**Challenge:**
Render the lines below as a Markdown table with the columns "Row" and "Line", numbering each row and skipping any blank lines.

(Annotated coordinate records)
——————————

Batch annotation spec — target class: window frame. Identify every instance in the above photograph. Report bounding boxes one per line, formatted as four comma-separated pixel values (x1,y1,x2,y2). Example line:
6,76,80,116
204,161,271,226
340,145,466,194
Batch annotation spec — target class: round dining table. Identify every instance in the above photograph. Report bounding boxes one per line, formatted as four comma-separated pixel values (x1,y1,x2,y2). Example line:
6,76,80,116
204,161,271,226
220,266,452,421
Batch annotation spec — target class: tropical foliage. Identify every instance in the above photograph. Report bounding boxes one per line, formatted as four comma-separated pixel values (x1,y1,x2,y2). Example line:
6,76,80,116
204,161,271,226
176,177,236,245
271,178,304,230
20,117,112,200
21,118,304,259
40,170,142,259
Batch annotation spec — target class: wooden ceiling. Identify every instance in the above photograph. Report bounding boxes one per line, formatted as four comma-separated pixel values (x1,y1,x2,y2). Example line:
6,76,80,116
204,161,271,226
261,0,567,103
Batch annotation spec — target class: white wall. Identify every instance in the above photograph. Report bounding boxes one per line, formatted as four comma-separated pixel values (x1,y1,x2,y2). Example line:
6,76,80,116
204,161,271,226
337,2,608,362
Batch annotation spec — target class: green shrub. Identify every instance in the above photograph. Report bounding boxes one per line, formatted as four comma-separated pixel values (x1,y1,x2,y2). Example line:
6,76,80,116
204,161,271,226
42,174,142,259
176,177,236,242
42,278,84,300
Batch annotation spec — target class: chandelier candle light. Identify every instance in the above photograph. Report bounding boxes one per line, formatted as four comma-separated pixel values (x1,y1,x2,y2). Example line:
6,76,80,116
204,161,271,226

——————————

**Correct result:**
| Row | Line |
|---|---|
| 1 | Batch annotation spec — target class: window frame. Identify every instance in the above photograph. Report bounding boxes one per line, formatted as four comma-separated pixel values (x1,y1,x2,y2). Example line: |
| 2 | 6,76,80,116 |
| 3 | 204,161,271,226 |
| 4 | 340,145,466,194 |
| 5 | Batch annotation spec — target class: round dining table. Identify every instance in the above photograph. Report bounding boxes one per line, formatted as four comma-separated pixel values (x1,y1,x2,y2). Example line: |
| 6 | 6,76,80,116 |
| 7 | 204,161,271,226 |
| 8 | 220,266,452,421 |
| 9 | Batch annotation spec — target class: tropical foliage. Identify every instance in the above photograph. Report bounding boxes one per line, formatted as four comma-separated pixel values (x1,y1,x2,y2). Example line: |
| 10 | 6,76,80,116 |
| 11 | 204,161,271,226 |
| 12 | 176,177,236,245 |
| 13 | 271,178,304,230 |
| 14 | 20,117,112,200 |
| 15 | 21,118,304,259 |
| 16 | 40,170,142,259 |
| 17 | Batch annotation spec — target class: wooden ceiling. Identify every instance in the above photograph. Report bounding boxes one per line, formatted as four comma-separated pixel values (x1,y1,x2,y2). Example line: |
| 18 | 6,76,80,116 |
| 19 | 204,161,271,226 |
| 20 | 261,0,567,103 |
| 21 | Batch annotation spec — target class: white wall. Identify every instance in the above photograph. Report bounding boxes one per line, formatted as four comma-separated pixel values (x1,y1,x2,y2). Example line: |
| 22 | 6,76,80,116 |
| 23 | 204,161,271,226 |
| 24 | 337,2,608,362 |
| 25 | Batch annotation spec — target class: green shrub. Identify every instance in the above photograph. Report bounding boxes one per line, formatted as four comma-separated pixel values (x1,y1,x2,y2). Example line: |
| 26 | 6,76,80,116 |
| 27 | 204,161,271,226 |
| 28 | 42,174,142,259 |
| 29 | 176,177,236,242 |
| 30 | 42,278,84,300 |
| 31 | Batch annotation spec — target class: chandelier candle light. Identify every instance in the above photograph. Report bounding boxes one per line, formatted as four comma-separated pixel values (x1,y1,x2,y2). Example line: |
| 32 | 6,76,80,116 |
| 33 | 204,161,271,226 |